Dataset extract ::
== == ==
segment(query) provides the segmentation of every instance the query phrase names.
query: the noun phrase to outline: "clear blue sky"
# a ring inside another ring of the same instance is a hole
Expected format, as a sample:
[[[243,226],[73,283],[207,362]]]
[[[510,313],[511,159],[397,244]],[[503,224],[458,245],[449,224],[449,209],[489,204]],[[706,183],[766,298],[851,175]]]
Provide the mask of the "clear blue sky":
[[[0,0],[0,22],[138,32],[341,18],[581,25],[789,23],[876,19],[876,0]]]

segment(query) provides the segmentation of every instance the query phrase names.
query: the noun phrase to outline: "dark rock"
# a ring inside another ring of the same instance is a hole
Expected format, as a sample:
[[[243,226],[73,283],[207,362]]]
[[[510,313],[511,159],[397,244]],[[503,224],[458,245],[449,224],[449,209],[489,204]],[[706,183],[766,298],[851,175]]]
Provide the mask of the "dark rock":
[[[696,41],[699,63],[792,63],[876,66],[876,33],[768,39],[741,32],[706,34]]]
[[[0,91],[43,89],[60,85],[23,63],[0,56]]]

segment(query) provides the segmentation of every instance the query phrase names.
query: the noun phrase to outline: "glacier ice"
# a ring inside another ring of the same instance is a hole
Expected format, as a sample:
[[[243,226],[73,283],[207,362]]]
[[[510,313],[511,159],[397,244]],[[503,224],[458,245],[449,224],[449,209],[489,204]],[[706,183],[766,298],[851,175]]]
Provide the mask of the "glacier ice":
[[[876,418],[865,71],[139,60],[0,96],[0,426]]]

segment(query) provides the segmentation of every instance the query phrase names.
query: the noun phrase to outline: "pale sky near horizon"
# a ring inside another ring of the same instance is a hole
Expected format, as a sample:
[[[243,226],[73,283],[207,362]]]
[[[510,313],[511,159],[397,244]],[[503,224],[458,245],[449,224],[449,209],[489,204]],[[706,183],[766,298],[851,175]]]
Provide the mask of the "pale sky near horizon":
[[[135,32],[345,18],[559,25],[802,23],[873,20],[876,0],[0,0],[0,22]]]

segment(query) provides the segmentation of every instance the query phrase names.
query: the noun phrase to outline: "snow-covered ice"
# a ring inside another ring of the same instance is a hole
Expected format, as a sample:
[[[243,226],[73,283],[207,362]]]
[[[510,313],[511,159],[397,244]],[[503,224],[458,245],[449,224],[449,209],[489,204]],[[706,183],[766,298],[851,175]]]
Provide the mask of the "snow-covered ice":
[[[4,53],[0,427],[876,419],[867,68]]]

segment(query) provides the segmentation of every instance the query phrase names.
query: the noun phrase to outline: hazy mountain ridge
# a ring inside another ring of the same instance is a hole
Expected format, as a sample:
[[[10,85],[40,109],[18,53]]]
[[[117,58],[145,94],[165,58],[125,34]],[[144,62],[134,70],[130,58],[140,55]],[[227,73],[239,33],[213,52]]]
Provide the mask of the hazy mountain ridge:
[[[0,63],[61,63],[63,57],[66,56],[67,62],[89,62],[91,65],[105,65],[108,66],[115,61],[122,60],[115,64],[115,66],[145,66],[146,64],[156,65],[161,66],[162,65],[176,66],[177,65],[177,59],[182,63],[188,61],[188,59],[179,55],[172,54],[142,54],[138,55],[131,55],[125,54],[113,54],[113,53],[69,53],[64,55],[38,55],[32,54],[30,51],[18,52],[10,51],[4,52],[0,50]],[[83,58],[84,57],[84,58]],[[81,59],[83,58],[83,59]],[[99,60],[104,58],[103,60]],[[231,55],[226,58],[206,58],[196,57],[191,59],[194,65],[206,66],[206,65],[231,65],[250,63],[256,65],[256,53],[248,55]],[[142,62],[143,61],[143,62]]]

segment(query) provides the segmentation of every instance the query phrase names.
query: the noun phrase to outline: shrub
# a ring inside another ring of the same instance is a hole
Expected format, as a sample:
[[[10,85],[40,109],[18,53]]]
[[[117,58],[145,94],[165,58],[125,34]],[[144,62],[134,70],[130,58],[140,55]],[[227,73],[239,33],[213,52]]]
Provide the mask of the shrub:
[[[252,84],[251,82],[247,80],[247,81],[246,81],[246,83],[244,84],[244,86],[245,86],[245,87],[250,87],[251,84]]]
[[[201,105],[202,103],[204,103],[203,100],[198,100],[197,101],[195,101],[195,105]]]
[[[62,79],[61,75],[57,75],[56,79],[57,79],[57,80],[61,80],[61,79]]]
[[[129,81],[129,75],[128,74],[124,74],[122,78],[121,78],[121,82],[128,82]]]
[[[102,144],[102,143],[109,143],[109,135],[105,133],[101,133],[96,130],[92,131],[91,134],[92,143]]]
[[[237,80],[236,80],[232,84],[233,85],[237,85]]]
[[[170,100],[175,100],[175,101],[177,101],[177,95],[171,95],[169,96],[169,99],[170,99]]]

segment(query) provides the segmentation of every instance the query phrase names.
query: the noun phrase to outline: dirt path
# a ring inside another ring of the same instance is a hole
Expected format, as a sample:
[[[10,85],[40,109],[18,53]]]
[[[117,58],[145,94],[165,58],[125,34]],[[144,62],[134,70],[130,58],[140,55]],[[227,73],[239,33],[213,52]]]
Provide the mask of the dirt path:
== == ==
Exercise task :: Quote the data in full, keeping each word unchanged.

Exercise response ::
segment(query) provides the segmentation of every instance the query phrase names.
query: the noun phrase to outline: "clear blue sky"
# a ring inside another ring of the same instance is a hole
Expected format, as a sample:
[[[243,226],[73,283],[207,362]]]
[[[510,313],[511,159],[397,244]],[[503,224],[458,245],[449,224],[449,209],[489,204]],[[706,183],[766,298],[851,175]]]
Provide the mask of the "clear blue sky":
[[[0,0],[0,22],[138,32],[341,18],[581,25],[789,23],[876,19],[876,0]]]

segment(query) provides the segmentation of every instance the query phrase names.
query: the noun phrase to outline: "dark rock"
# a ring inside another ring of the same instance is a hole
Expected format, as a sample:
[[[243,226],[73,283],[207,362]]]
[[[510,313],[511,159],[397,244]],[[503,224],[458,245],[449,224],[449,209],[489,204]],[[706,183],[766,298],[851,175]]]
Provide the mask of the "dark rock":
[[[696,41],[699,63],[792,63],[876,66],[876,33],[768,39],[741,32],[706,34]]]
[[[0,91],[43,89],[60,85],[23,63],[0,56]]]

segment(query) provides the segmentation of every instance the query phrase names.
query: the noun phrase to outline: "glacier ice"
# a ring inside another ring of the same instance is a hole
Expected format, as a sample:
[[[243,226],[73,283],[207,362]]]
[[[510,313],[511,159],[397,244]],[[503,224],[458,245],[449,224],[449,209],[489,204]],[[706,183],[766,298],[851,175]]]
Provide the mask of the "glacier ice":
[[[876,418],[865,71],[139,60],[0,96],[0,426]]]

segment(query) provides the segmentation of every instance the query phrase names.
query: the noun phrase to outline: "pale sky near horizon"
# a ring inside another ring of the same instance is a hole
Expected format, as a sample:
[[[243,226],[73,283],[207,362]]]
[[[510,313],[511,159],[397,244]],[[503,224],[458,245],[449,224],[449,209],[489,204]],[[706,183],[766,298],[851,175]]]
Provide the mask of the "pale sky near horizon":
[[[135,32],[345,18],[559,25],[802,23],[873,20],[876,0],[0,0],[0,22]]]

segment(query) provides the segmentation of every instance the query phrase names.
query: the noun phrase to outline: "snow-covered ice"
# a ring inside another ring of the same instance is a hole
Expected format, as a sample:
[[[243,226],[73,283],[207,362]]]
[[[510,313],[511,159],[397,244]],[[503,224],[458,245],[449,224],[449,209],[489,204]],[[706,183],[766,298],[851,175]]]
Provide the mask of the "snow-covered ice":
[[[4,53],[0,427],[876,419],[867,68]]]

segment(query) provides the segmentation of every instance the query phrase names.
query: the noun phrase to outline: hazy mountain ridge
# a ring inside another ring of the same instance is a hole
Expected format, as a sample:
[[[10,85],[40,109],[18,53]]]
[[[117,58],[145,94],[165,58],[125,34]],[[144,62],[134,70],[130,58],[140,55]],[[227,73],[239,33],[213,52]]]
Provide the mask of the hazy mountain ridge:
[[[0,63],[61,63],[63,57],[66,56],[67,62],[89,62],[91,65],[105,65],[108,66],[115,61],[122,60],[115,64],[115,66],[145,66],[146,64],[156,65],[161,66],[162,65],[176,66],[177,65],[177,59],[182,63],[188,61],[188,59],[179,55],[172,54],[142,54],[138,55],[131,55],[125,54],[113,54],[113,53],[69,53],[64,55],[38,55],[32,54],[30,51],[18,52],[10,51],[4,52],[0,50]],[[83,58],[84,57],[84,58]],[[81,59],[83,58],[83,59]],[[99,60],[104,58],[103,60]],[[231,55],[226,58],[206,58],[196,57],[191,59],[194,65],[206,66],[206,65],[231,65],[250,63],[256,65],[256,53],[248,55]],[[142,62],[143,61],[143,62]]]

segment(query) provides the segmentation of every instance the query phrase names.
query: the noun phrase to outline: shrub
# a ring inside another ring of the same instance is a hole
Expected format, as a sample:
[[[10,85],[40,109],[18,53]]]
[[[117,58],[145,94],[165,58],[125,34]],[[144,62],[134,70],[130,58],[140,55]],[[227,73],[239,33],[213,52]]]
Provide the mask of the shrub:
[[[252,84],[251,82],[247,80],[247,81],[246,81],[246,83],[244,84],[244,86],[245,86],[245,87],[250,87],[251,84]]]
[[[201,105],[202,103],[204,103],[203,100],[198,100],[197,101],[195,101],[195,105]]]
[[[62,79],[61,75],[57,75],[56,79],[57,79],[57,80],[61,80],[61,79]]]
[[[129,81],[129,75],[128,74],[124,74],[122,78],[121,78],[121,82],[128,82]]]
[[[102,144],[102,143],[109,143],[109,135],[105,133],[101,133],[96,130],[92,131],[91,134],[92,143]]]
[[[237,80],[236,80],[232,84],[233,85],[237,85]]]
[[[170,100],[175,100],[175,101],[177,101],[177,95],[171,95],[169,96],[169,99],[170,99]]]

segment(query) provides the segmentation of every instance the query phrase names.
query: the noun phrase to outline: dirt path
# a ring inside another ring of the same instance is a hole
Expected format, as a sample:
[[[10,85],[40,109],[18,53]]]
[[[117,58],[145,94],[165,58],[125,34]],[[144,62],[134,70],[130,58],[140,55]],[[227,73],[239,33],[213,52]]]
Provide the mask of the dirt path:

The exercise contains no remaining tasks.